#### [Instructions to follow]
The entries need to be copied exactly as they stand, images left out.

#### [Available records]
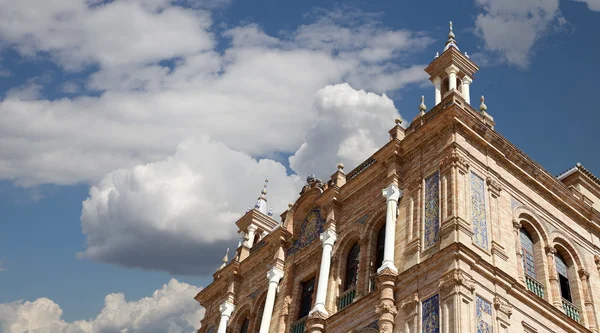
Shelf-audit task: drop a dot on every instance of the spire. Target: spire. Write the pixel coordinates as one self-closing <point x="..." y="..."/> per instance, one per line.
<point x="482" y="107"/>
<point x="451" y="41"/>
<point x="225" y="259"/>
<point x="261" y="202"/>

#### [Result of the task]
Shelf-audit task: drop a dot on every instance of the spire. Target: spire. Write the pixel coordinates as one self-closing <point x="..." y="..."/> per instance, one per line.
<point x="482" y="107"/>
<point x="451" y="41"/>
<point x="225" y="259"/>
<point x="261" y="202"/>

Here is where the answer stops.